### EXERCISE REQUIREMENTS
**a.** Copy the part of the text on volatile variables in Java from "What would happen" up to and including "time, or earlier!", keeping every character as it appears.
**b.** In the text on volatile variables in Java, what does @TREE write in the discussion "Are static variables shared between threads?"?
**c.** Translate this sentence from the text on volatile variables in Java into German: "Would this be guaranteed to print "done"?"

### TEXT PROVIDED

******

Now, does that mean that all variables (volatile or not) held in Thread 1's memory at the time of the write to the volatile variable will become visible to Thread 2 after it reads that volatile variable? If so, is it possible to puzzle that statement together from the official Java documentation/Oracle sources? And from which version of Java onwards will this work?

In particular, if all Threads share the following class variables:

private String s = "running";
private volatile boolean b = false;

And Thread 1 executes the following first:

s = "done";
b = true;

And Thread 2 then executes afterwards (after Thread 1 wrote to the volatile field):

boolean flag = b; //read from volatile
System.out.println(s);

Would this be guaranteed to print "done"?

What would happen if instead of declaring b as volatile I put the write and read into a synchronized block?

Additionally, in a discussion entitled "Are static variables shared between threads?", @TREE writes:

> Don't use volatile to protect more than one piece of shared state.

Why? (Sorry; I can't comment yet on other questions, or I would have asked there...)

Java Solutions


Solution 1 - Java

Yes, it is guaranteed that thread 2 will print "done" . Of course, that is if the write to b in Thread 1 actually happens before the read from b in Thread 2, rather than happening at the same time, or earlier!

******

### ENTRIES
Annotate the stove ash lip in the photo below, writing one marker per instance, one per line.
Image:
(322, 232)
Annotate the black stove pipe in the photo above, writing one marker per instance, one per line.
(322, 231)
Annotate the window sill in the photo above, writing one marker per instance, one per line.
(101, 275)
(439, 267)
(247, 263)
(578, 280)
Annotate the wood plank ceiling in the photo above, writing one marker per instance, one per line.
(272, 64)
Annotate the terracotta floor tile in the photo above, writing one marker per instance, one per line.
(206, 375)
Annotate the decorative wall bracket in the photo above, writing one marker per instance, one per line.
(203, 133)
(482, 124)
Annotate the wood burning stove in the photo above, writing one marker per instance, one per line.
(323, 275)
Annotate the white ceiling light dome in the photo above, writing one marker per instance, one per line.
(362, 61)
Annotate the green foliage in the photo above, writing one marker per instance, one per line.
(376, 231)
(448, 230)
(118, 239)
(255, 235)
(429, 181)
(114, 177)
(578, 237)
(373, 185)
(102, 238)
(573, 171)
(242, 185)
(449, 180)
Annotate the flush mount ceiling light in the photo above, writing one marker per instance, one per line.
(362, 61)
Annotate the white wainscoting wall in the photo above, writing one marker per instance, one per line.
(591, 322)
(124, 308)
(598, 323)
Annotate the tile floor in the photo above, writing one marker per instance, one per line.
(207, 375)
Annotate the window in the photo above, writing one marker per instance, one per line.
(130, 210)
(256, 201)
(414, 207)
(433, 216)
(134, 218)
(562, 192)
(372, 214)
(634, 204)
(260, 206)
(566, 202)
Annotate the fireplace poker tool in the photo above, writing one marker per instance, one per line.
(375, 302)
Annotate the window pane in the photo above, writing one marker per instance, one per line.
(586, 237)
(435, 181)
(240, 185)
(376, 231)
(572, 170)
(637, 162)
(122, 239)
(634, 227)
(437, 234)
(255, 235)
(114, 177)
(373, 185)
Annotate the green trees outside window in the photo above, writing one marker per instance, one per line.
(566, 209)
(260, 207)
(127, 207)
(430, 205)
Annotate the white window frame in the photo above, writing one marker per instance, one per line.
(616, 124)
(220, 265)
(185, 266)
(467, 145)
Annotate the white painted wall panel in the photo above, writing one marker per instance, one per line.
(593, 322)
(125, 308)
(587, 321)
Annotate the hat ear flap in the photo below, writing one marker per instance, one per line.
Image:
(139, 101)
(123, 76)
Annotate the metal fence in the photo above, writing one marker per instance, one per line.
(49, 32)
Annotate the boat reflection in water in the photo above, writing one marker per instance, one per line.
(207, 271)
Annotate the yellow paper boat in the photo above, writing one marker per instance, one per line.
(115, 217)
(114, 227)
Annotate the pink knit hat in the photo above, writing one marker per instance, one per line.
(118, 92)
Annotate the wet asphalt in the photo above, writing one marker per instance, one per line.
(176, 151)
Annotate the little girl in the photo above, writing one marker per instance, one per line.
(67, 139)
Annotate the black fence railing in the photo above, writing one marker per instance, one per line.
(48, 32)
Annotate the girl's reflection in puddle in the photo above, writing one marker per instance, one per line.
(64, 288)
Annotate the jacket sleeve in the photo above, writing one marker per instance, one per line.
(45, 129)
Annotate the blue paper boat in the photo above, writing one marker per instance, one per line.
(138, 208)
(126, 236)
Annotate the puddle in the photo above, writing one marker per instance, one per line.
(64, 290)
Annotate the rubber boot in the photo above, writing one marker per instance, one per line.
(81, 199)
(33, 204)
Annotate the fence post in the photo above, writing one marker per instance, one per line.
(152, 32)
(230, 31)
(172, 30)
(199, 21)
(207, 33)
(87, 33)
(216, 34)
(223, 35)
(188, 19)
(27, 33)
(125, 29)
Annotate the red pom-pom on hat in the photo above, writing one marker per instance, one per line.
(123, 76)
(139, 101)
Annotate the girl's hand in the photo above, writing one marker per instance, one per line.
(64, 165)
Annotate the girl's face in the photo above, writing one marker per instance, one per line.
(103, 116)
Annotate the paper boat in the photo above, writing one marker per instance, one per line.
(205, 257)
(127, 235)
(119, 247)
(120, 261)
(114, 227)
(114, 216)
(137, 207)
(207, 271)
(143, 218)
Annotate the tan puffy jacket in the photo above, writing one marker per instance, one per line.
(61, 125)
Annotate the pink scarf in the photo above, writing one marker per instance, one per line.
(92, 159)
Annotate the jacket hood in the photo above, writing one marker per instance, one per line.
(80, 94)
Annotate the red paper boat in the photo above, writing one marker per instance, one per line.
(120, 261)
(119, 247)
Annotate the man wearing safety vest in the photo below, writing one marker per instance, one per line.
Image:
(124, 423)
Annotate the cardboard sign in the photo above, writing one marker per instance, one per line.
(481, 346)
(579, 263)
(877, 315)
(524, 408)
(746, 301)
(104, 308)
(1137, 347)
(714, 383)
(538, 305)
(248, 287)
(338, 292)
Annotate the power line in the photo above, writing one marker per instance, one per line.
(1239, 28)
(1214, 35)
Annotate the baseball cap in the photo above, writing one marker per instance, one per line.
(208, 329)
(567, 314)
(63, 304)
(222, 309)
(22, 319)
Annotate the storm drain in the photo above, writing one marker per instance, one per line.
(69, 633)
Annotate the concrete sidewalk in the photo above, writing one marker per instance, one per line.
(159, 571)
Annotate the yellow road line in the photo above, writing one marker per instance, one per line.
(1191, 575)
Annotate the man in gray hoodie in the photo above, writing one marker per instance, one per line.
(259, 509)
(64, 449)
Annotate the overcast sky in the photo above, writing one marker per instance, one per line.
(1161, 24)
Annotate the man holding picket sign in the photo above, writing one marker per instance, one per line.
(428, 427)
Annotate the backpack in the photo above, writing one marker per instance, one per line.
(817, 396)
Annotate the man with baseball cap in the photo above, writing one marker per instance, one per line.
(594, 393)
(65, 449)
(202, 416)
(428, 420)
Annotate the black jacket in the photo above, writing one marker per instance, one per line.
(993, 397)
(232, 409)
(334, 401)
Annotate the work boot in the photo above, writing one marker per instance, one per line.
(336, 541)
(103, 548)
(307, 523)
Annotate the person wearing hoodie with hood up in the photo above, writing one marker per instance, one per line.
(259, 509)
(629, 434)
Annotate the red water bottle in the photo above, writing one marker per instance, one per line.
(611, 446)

******

### RESPONSE LIST
**a.**
What would happen if instead of declaring b as volatile I put the write and read into a synchronized block?

Additionally, in a discussion entitled "Are static variables shared between threads?", @TREE writes:

> Don't use volatile to protect more than one piece of shared state.

Why? (Sorry; I can't comment yet on other questions, or I would have asked there...)

Java Solutions


Solution 1 - Java

Yes, it is guaranteed that thread 2 will print "done" . Of course, that is if the write to b in Thread 1 actually happens before the read from b in Thread 2, rather than happening at the same time, or earlier!

**b.** "Don't use volatile to protect more than one piece of shared state."

**c.** Wäre garantiert, dass dies "done" ausgibt?